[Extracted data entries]
>> begin

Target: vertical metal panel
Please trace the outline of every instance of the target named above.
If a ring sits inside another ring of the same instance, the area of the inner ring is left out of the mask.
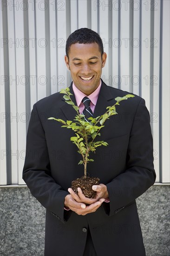
[[[56,5],[55,1],[50,0],[49,4],[50,12],[50,72],[51,94],[57,92],[57,35],[56,35]]]
[[[107,61],[103,69],[102,78],[106,83],[111,83],[112,74],[112,11],[111,2],[108,0],[101,2],[99,7],[99,34],[102,40],[104,52],[107,53]]]
[[[58,91],[69,85],[67,83],[67,70],[64,61],[65,54],[65,43],[66,40],[66,2],[62,1],[63,6],[57,12],[57,59],[58,73],[59,74]]]
[[[92,30],[98,32],[98,1],[96,0],[91,1],[91,28]]]
[[[133,93],[139,95],[139,54],[140,54],[140,0],[133,2]]]
[[[11,174],[12,183],[24,184],[22,171],[30,112],[38,100],[69,86],[71,78],[64,61],[66,40],[82,27],[97,32],[103,40],[108,56],[102,74],[106,83],[145,100],[157,181],[169,182],[169,1],[1,3],[0,184],[10,183]],[[4,76],[7,80],[2,81]]]
[[[11,161],[12,182],[13,183],[18,182],[18,123],[19,114],[17,109],[17,87],[19,82],[19,77],[16,75],[16,48],[19,47],[19,39],[15,37],[15,22],[13,0],[8,1],[7,7],[8,52],[9,52],[9,73],[10,81],[10,111],[9,115],[11,124]]]
[[[35,27],[35,6],[33,1],[28,1],[28,34],[29,54],[30,65],[30,105],[31,109],[33,104],[38,101],[37,95],[37,74],[36,67],[36,44]]]
[[[6,10],[7,12],[7,10]],[[5,11],[4,11],[4,13]],[[8,113],[6,113],[5,108],[5,87],[6,82],[5,80],[8,80],[9,78],[5,74],[4,67],[4,47],[7,48],[7,38],[4,36],[4,30],[5,27],[3,26],[2,13],[0,13],[0,38],[3,39],[3,41],[1,42],[0,51],[0,184],[7,185],[7,145],[6,145],[6,118]],[[6,77],[5,78],[5,76]]]
[[[14,10],[15,39],[18,39],[19,46],[16,50],[16,74],[17,83],[17,109],[18,152],[18,183],[23,183],[22,173],[25,156],[26,143],[26,74],[25,69],[25,49],[24,16],[22,8],[19,7]],[[17,148],[16,147],[16,149]],[[15,153],[15,152],[14,152]],[[16,171],[16,170],[15,170]]]
[[[78,28],[90,27],[91,17],[90,10],[88,9],[89,3],[88,0],[78,1]]]
[[[119,86],[119,49],[120,47],[119,38],[119,14],[120,7],[117,0],[112,1],[112,81],[111,84],[115,88]]]
[[[154,167],[157,174],[157,182],[159,182],[159,70],[160,70],[160,1],[155,1],[154,17],[154,37],[151,39],[151,46],[153,49],[153,79],[151,86],[153,87],[153,106],[150,113],[150,124],[153,140]],[[153,7],[152,7],[153,8]],[[153,11],[152,11],[153,12]]]
[[[140,96],[145,101],[146,106],[150,111],[150,1],[141,1],[141,77]]]
[[[78,28],[77,0],[70,1],[71,12],[71,33],[72,33]]]
[[[47,8],[45,1],[35,1],[38,100],[46,95],[46,47],[48,42],[46,38],[45,11]]]
[[[129,4],[129,1],[121,1],[121,17],[122,18],[120,20],[120,88],[127,91],[130,91],[130,49],[131,45],[130,43],[131,28]]]
[[[161,63],[162,133],[161,182],[170,182],[170,2],[163,3],[162,59]]]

>> end

**Directive**
Convert everything from the first line down to the line containing "If a ring sits", both included, into a JSON list of strings with one string per line and blank lines omitted.

**Answer**
[
  "Target: vertical metal panel",
  "Please trace the outline of every instance of the target named above.",
  "If a ring sits inside another ring of the same instance, the area of the inner ring is left out of the mask."
]